Activity
All of the data must be output exactly, with every picture left out.

——————

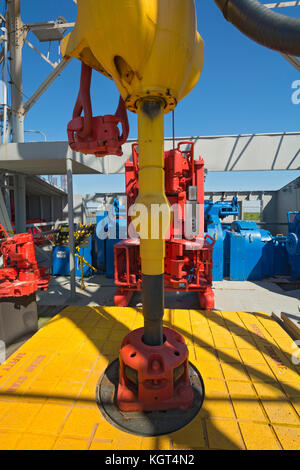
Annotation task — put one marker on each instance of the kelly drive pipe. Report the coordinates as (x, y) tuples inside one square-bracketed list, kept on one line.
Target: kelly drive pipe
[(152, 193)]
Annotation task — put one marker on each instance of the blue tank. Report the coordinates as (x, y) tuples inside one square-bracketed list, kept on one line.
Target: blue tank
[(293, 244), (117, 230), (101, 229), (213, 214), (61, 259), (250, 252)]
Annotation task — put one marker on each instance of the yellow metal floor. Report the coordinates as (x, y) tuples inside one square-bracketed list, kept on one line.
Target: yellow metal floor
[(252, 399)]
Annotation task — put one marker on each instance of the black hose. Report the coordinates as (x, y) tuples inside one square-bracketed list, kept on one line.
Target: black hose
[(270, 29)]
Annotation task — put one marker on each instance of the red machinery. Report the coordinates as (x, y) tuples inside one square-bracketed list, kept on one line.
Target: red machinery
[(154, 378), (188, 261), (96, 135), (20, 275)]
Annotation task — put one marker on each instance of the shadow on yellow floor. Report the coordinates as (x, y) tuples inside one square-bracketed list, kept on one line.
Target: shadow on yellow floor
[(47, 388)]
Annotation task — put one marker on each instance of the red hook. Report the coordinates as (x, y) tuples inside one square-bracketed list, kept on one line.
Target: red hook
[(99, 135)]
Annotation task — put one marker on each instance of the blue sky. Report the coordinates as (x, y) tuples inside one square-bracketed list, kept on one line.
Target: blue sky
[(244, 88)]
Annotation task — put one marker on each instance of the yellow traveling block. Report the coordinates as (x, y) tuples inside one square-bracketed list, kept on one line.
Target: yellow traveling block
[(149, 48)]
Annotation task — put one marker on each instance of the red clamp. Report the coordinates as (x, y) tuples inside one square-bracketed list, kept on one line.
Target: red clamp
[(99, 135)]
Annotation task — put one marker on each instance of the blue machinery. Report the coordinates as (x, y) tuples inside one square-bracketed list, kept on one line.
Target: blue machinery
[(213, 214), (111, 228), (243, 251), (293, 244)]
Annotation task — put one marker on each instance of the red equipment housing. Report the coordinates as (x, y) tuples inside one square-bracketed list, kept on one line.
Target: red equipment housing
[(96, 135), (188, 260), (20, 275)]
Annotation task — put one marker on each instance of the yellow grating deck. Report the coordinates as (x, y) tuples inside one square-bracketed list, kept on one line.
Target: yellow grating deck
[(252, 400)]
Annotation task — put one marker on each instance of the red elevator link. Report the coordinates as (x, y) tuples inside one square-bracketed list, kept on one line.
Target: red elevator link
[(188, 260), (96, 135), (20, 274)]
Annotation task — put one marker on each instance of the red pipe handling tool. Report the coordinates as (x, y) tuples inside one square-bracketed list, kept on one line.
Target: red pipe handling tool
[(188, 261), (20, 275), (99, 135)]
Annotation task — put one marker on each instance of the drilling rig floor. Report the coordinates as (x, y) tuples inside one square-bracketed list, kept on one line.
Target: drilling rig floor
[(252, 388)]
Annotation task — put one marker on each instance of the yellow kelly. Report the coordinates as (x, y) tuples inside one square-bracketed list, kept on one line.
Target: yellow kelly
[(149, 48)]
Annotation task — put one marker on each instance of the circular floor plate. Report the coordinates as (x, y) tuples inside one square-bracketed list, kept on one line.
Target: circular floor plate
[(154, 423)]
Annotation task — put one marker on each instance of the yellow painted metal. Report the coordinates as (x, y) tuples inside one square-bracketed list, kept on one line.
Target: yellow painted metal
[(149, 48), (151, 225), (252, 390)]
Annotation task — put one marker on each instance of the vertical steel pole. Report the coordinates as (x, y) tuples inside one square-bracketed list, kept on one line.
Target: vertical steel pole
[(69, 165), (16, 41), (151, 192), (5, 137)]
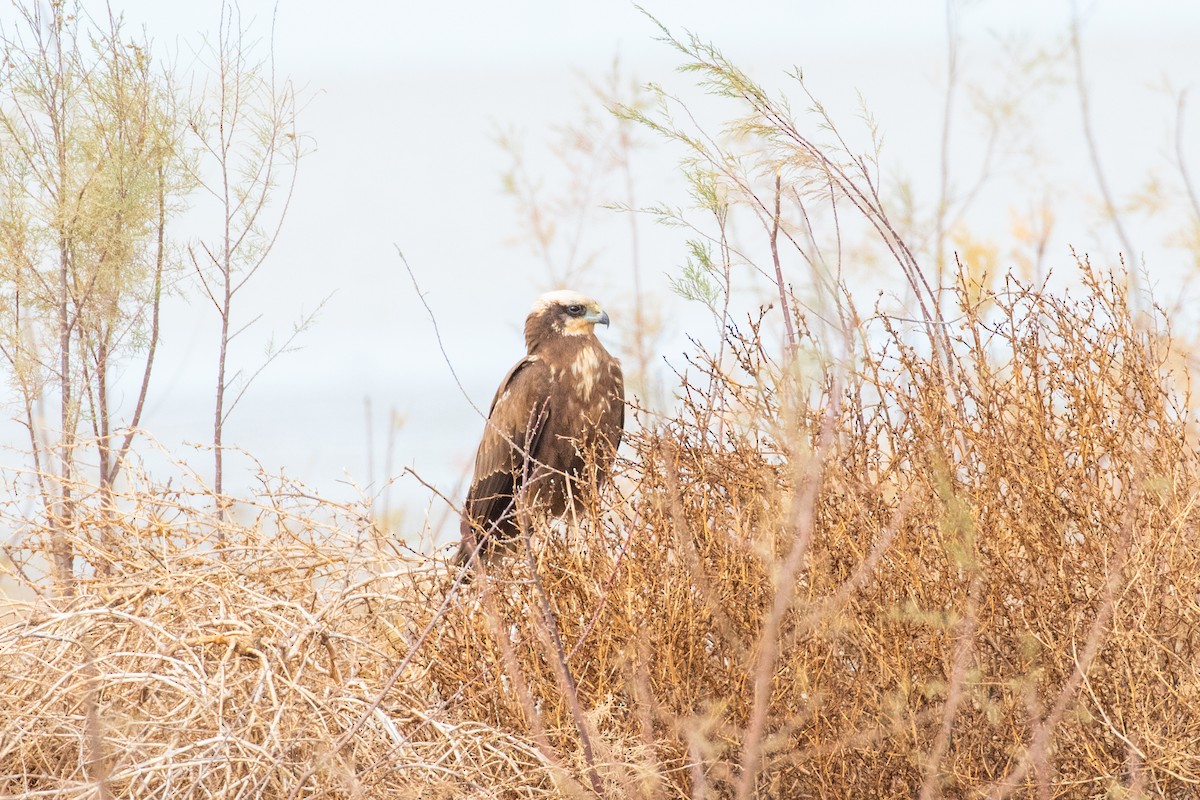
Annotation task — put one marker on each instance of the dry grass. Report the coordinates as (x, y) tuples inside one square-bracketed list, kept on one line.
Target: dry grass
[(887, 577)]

——————

Exercise output
Annotation task — put one marker on each instance of the kelly drive pipe. Report the coordinates as (x, y) tuples inside one square-bracketed list, kept on one line.
Target: kelly drive pipe
[(152, 193)]
Annotation task — put one marker on each instance of the blue tank. Report the coordinates as (x, y) tuples inside one square-bracketed list, kept on one line.
Target: blue tank
[(293, 244), (117, 230), (101, 229), (213, 214), (61, 259), (250, 252)]
Annotation task — put one marker on each instance of the yellow metal floor. Report the coordinates as (x, y) tuples inside one square-bracketed list, kept on one line.
Target: yellow metal floor
[(252, 399)]
Annotation task — put one marker on each instance of the black hose. Report the coordinates as (x, y) tuples inside one square-bracketed list, kept on one line.
Target: black hose
[(270, 29)]
Annotation task — put one marker on each instance of the red machinery. Report the coordinates as (x, y) tuples inside one square-bracketed list, kept on one line.
Target: red machinery
[(154, 378), (188, 261), (96, 135), (20, 275)]
Annotation task — put one marker on each instance of the shadow on yellow floor. Report the coordinates as (x, y) tuples inside one square-bracketed list, kept on one line.
Target: shadow on yellow floor
[(47, 388)]
Annotation task — put one marker on each instance of the red hook. Report the coordinates as (x, y) tuples inside one square-bracketed list, kept on one line.
Target: red hook
[(99, 135)]
Annotation task — put one marker on each instance of the blue sky. Report the coordinates as (x, y) tuples inside one square-bracketed list, kept on one line.
Target: blue sky
[(244, 88)]
Annotation task — put one marker on each instance of the yellow traveling block. Report the coordinates as (x, y) tuples inside one square-bracketed list, kept on one line.
Target: yellow traveling block
[(149, 48)]
Annotation task — put one marker on each instance of the red clamp. Report the coordinates as (x, y) tuples inside one square-bracketed list, kept on one line.
Target: red clamp
[(99, 135)]
Annotation task — put one marker on each instance of the blue machinery. Report the coordinates as (x, y) tuples inside one square-bracketed list, kept on one line.
Target: blue machinery
[(213, 214), (111, 228), (243, 251), (293, 244)]
Annotation task — put one marker on each instance of the red equipment housing. Report the coordinates as (x, y) tuples inside one square-bracketed list, kept on one line.
Target: red equipment housing
[(96, 135), (188, 260), (20, 275)]
Annotation task — put one marker on each instance of the yellow grating deck. Report the coordinates as (x, y) tuples inside one square-bracketed list, kept on one line.
Target: yellow grating deck
[(252, 400)]
Annotation task — put one marker on each instance of the red elevator link. Report the coordinates as (x, y) tuples inside one square-bracketed list, kept on one line.
Target: red elevator link
[(188, 260), (96, 135), (20, 274)]
Annotation task — put one marker on each instance of the red pipe handling tool. Report the coordinates as (x, y) tuples inside one square-bracketed list, kept on one line.
Target: red pipe handling tool
[(188, 261), (20, 275), (99, 135)]
Annotation task — put one marker on each instance of the drilling rig floor. Report the coordinates as (x, y) tuples inside one square-bracketed list, kept on one line.
Target: drilling rig floor
[(252, 388)]
Annotation task — put one marker on each instance of the yellow kelly. Report the coordinates as (x, y) tuples inside one square-bracketed list, kept on one line.
Target: yellow kelly
[(149, 48)]
Annotation task — put one marker on each instance of the circular floor plate. Report the coordinates as (x, y) tuples inside one square-bracketed list, kept on one line.
Target: circular floor plate
[(154, 423)]
Annotation task — put one marker on each instance of the yellow painted metal. Report the coordinates as (x, y) tuples inside one square-bracketed list, kept on one line.
Target: yellow painted metal
[(149, 48), (151, 225), (252, 390)]
Annotation task — put one marker on each instance of the vertical steel pole. Report the coordinates as (x, y) tuples inside one square-bracketed list, kept on one line.
Target: vertical steel pole
[(69, 165), (16, 41), (151, 192), (5, 137)]
Annotation task — put one marker on each instance of the dry grass. Report the coordinates as (x, y) tuples inside one square-bracketed list, kept on one line.
Target: dry grass
[(887, 577)]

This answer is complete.